TASK STATEMENT |
Filter the listing below, please, and copy only the lines with the word "potato".

DATASET RECORDS |

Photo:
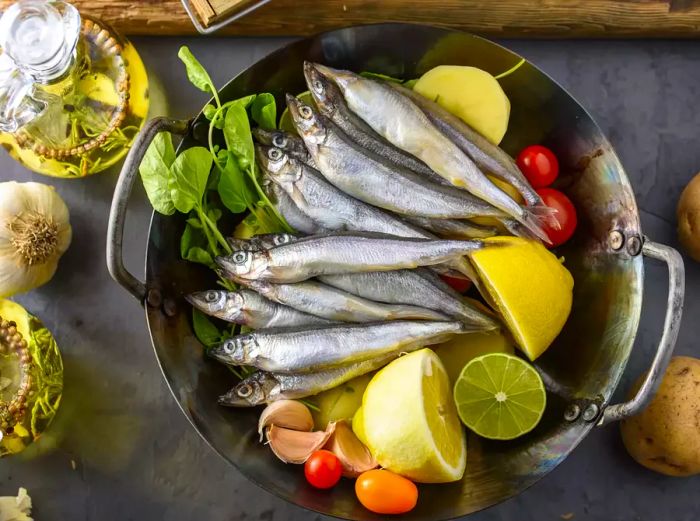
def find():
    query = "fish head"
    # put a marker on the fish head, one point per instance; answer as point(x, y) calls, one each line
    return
point(212, 302)
point(307, 122)
point(244, 264)
point(254, 390)
point(236, 350)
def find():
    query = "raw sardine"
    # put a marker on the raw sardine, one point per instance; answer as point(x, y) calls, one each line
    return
point(309, 350)
point(250, 309)
point(489, 157)
point(342, 253)
point(416, 288)
point(396, 118)
point(333, 303)
point(262, 387)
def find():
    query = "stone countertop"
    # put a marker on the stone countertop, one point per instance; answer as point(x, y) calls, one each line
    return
point(125, 452)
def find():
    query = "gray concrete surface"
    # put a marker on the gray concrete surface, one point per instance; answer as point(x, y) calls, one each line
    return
point(124, 451)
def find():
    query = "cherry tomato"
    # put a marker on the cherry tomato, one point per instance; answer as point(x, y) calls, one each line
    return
point(566, 215)
point(459, 285)
point(539, 164)
point(323, 469)
point(384, 492)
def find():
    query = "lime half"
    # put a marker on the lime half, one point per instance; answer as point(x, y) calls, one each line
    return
point(500, 396)
point(286, 122)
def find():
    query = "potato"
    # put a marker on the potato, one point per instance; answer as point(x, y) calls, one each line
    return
point(471, 94)
point(688, 215)
point(665, 437)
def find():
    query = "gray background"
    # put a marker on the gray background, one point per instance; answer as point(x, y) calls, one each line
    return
point(123, 451)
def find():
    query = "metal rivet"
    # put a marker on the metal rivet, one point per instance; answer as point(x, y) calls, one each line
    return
point(616, 240)
point(154, 298)
point(572, 412)
point(169, 307)
point(591, 412)
point(634, 245)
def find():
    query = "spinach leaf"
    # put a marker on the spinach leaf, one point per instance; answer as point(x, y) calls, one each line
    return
point(196, 73)
point(155, 172)
point(204, 329)
point(264, 111)
point(190, 173)
point(239, 139)
point(233, 187)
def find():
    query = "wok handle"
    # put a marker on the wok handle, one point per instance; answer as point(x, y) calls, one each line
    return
point(672, 323)
point(120, 200)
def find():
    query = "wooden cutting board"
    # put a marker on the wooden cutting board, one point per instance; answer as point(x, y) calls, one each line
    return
point(508, 18)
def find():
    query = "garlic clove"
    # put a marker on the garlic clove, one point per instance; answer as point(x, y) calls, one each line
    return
point(352, 453)
point(296, 446)
point(289, 414)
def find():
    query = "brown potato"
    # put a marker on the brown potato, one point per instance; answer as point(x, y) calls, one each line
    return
point(665, 437)
point(688, 215)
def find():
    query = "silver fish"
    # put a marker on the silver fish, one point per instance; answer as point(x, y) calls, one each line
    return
point(453, 228)
point(309, 350)
point(342, 253)
point(291, 213)
point(332, 303)
point(346, 165)
point(263, 387)
point(486, 155)
point(289, 143)
point(396, 118)
point(250, 309)
point(331, 104)
point(413, 287)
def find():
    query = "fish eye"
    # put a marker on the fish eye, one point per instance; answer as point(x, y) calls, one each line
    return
point(240, 257)
point(279, 141)
point(305, 112)
point(244, 390)
point(229, 346)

EXERCISE RESPONSE |
    query = "potato"
    # put a marker on the potato, one point per instance; answer as point(x, y) calls, one each line
    query = "brown potato"
    # put a marker on the brown potato, one point per instance; answer as point(x, y) calls, one each line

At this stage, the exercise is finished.